● **TAREFAS PROPOSTAS**
(1) Atualize o texto sobre Psicologia de "Com o advento" até "mais diversas áreas.", trocando "computadores" por "microcomputadores".
(2) Segundo o texto sobre Psicologia, desde quando ocorre o advento da Cognição e das Neurociências?

● **TEXTO PARA LEITURA**
Por Isabelle Patriciá Freitas Soares Chariglione (CRP 01/10771)*
Publicado em 08/08/2018
A Psicologia cada vez mais tem contribuído para a sociedade e para a ciência de maneira geral, e mais especificamente nos últimos anos para as Neurociências e para a Gerontologia. Na verdade, a Psicologia tem influenciado o nosso dia a dia de maneira pontual, fazendo com que a sociedade reflita sobre temas em destaque, em um dado momento sócio-histórico-cultural.
Com o advento da Cognição e das Neurociências desde a década de 50 do século passado, concomitantemente ao surgimento dos primeiros computadores e ao desenvolvimento da tecnologia, a Psicologia começou a analisar o ser humano em uma perspectiva diferente. Ao psicólogo foi permitido ter conclusões baseadas em um maior rigor metodológico, trazendo uma maior confiabilidade para as suas explicações. Assim, a Psicologia enquanto ciência, nesse momento bem distante do seu início filosófico, foi instigada a apresentar respostas para os anseios e as dúvidas da sociedade e dos demais cientistas das mais diversas áreas.

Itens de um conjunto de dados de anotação
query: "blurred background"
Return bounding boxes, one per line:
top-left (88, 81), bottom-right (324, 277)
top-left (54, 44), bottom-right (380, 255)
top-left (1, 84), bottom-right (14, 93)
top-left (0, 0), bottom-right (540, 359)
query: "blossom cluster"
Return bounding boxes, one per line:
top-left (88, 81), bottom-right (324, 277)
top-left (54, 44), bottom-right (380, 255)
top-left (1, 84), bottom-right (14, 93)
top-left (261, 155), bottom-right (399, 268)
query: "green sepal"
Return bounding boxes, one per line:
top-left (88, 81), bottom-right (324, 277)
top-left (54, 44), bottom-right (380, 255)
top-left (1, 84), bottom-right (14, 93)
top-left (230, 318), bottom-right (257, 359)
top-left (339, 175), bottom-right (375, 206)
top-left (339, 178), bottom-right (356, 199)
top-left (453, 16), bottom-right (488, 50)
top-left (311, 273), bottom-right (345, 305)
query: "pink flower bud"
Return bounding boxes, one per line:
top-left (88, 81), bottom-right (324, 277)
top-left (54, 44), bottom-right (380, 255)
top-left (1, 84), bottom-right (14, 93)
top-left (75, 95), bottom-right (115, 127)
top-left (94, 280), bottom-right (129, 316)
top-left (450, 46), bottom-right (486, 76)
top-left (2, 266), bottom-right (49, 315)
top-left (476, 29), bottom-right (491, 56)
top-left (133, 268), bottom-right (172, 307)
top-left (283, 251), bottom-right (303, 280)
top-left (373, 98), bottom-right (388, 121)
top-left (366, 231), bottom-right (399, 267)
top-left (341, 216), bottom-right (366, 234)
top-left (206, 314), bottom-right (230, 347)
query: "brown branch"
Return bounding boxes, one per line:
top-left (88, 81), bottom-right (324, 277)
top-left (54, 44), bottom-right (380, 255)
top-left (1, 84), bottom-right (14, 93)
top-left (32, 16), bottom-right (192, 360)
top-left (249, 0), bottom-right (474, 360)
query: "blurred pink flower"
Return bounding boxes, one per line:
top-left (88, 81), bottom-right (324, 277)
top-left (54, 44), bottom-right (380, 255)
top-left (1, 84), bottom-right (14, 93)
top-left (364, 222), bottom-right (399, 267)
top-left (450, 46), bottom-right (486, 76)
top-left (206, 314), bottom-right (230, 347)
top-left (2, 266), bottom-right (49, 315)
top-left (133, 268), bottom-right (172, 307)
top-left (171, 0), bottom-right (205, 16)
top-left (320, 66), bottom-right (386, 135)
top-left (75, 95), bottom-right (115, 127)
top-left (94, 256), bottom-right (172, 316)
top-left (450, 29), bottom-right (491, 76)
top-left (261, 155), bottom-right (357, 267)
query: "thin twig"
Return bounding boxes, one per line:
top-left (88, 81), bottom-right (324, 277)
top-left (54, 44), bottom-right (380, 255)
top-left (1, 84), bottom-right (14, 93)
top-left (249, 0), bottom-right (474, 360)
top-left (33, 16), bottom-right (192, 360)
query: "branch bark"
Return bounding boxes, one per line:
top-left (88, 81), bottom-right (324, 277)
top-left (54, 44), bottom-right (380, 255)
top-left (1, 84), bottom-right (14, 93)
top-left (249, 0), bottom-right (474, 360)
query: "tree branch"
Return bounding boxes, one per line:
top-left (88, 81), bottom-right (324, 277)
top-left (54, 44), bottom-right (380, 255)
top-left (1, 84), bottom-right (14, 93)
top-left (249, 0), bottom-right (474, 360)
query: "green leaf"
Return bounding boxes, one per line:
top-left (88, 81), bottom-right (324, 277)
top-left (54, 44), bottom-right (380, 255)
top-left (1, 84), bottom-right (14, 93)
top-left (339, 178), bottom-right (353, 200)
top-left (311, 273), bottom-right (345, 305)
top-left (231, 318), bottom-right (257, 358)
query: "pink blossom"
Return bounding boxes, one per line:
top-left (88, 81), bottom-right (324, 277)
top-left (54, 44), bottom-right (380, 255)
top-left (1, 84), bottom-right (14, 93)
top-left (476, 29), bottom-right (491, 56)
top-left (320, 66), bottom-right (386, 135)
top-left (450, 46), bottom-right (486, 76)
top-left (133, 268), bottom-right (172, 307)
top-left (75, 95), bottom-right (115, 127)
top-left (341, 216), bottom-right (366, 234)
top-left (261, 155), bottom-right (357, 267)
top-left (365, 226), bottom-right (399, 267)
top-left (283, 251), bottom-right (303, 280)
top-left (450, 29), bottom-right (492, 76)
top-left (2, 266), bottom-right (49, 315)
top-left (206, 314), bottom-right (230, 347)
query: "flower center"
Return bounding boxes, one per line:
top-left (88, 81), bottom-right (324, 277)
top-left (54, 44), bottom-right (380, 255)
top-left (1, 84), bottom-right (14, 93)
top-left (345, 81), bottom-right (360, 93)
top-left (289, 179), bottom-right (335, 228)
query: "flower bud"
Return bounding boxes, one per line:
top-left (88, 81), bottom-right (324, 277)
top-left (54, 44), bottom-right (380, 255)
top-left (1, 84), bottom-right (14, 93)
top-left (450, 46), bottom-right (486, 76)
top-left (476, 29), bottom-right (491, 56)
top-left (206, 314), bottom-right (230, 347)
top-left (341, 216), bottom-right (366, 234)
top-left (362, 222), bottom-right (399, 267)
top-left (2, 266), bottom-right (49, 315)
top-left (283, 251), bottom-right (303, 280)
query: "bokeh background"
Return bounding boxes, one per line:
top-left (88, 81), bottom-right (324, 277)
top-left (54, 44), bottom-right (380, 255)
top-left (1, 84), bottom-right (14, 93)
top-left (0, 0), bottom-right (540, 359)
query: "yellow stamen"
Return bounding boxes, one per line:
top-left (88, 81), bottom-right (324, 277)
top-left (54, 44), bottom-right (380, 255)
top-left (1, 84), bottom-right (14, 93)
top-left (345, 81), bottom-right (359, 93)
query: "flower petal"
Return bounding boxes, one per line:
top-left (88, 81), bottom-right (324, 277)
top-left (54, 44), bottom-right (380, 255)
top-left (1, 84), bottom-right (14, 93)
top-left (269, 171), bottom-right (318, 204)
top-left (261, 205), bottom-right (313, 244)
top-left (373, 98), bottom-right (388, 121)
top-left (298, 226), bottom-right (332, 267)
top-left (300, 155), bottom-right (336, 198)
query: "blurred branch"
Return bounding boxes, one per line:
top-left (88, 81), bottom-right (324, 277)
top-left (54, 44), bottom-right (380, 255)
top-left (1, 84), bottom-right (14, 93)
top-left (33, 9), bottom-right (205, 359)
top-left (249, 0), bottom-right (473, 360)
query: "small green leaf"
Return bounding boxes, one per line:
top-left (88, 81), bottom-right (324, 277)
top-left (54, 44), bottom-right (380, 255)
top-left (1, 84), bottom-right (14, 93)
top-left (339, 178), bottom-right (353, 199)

● **RESPOSTAS DAS TAREFAS**
(1)
Com o advento da Cognição e das Neurociências desde a década de 50 do século passado, concomitantemente ao surgimento dos primeiros microcomputadores e ao desenvolvimento da tecnologia, a Psicologia começou a analisar o ser humano em uma perspectiva diferente. Ao psicólogo foi permitido ter conclusões baseadas em um maior rigor metodológico, trazendo uma maior confiabilidade para as suas explicações. Assim, a Psicologia enquanto ciência, nesse momento bem distante do seu início filosófico, foi instigada a apresentar respostas para os anseios e as dúvidas da sociedade e dos demais cientistas das mais diversas áreas.

(2) Desde a década de 50 do século passado.